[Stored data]

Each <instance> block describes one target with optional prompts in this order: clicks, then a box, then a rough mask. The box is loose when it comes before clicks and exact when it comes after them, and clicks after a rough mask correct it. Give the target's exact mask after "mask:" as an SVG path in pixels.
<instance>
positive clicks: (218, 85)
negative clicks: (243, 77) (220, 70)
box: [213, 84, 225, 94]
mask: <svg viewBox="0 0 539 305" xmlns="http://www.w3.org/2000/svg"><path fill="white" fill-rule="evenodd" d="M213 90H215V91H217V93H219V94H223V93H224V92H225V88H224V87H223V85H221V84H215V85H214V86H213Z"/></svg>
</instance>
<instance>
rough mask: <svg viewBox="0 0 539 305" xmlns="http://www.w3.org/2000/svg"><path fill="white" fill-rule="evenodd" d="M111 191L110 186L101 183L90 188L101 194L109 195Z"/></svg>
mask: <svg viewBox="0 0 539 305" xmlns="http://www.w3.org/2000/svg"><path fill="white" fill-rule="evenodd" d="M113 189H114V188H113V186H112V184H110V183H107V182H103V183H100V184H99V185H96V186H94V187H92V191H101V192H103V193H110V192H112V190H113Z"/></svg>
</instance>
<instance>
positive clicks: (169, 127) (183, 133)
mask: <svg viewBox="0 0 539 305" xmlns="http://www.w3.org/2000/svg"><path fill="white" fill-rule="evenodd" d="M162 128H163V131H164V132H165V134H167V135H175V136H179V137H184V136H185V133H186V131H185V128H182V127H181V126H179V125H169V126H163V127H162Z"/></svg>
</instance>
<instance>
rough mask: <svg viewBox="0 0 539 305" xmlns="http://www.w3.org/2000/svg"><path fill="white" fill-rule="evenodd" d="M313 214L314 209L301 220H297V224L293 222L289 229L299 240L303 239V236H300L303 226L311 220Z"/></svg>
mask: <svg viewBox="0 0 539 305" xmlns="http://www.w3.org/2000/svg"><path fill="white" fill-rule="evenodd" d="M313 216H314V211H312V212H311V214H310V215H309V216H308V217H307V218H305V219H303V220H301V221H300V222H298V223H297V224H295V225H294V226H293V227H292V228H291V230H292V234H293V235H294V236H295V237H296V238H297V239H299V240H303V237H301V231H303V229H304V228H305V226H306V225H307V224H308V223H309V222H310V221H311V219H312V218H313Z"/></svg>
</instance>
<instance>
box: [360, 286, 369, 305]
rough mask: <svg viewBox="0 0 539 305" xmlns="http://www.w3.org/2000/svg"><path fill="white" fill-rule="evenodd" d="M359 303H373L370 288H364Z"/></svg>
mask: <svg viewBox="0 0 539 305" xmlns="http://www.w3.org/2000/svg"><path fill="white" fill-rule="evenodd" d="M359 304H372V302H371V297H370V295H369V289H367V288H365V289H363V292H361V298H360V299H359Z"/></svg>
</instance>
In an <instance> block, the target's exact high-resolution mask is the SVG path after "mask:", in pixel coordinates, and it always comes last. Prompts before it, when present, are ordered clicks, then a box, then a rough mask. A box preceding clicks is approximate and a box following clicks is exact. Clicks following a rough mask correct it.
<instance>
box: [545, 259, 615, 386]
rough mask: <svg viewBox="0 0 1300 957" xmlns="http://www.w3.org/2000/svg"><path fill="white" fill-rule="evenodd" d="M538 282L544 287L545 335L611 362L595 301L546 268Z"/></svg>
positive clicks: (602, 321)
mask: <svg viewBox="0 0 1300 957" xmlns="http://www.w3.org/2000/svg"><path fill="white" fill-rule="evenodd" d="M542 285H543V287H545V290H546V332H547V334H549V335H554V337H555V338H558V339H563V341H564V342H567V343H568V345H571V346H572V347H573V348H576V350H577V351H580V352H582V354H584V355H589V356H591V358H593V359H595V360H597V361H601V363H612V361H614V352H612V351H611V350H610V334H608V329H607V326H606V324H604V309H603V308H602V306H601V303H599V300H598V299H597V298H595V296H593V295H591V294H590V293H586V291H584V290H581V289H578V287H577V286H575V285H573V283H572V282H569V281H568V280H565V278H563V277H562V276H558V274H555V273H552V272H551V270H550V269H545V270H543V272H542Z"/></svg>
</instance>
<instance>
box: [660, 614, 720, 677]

Task statement:
Please pull out every line of the items above that contains the word "target", matching its case exactly.

Response to this exercise:
Each <instance> block describes one target with optional prompts in this order: clicks, then a box, then a rough mask. The box is loose when it comes before clicks and exact when it comes after them, and clicks after a rough mask correct it. Give the target's exact mask after "mask:" as an SVG path in pixels.
In an <instance> block, the target's exact high-resolution mask is the SVG path after "mask:", in pixel coordinates, and it always comes last. Prompts before it, when present, are ordered clicks, then a box, then a rough mask. A box preceding clicks is approximate and a box following clicks is exact. Clicks following a rough mask correct it.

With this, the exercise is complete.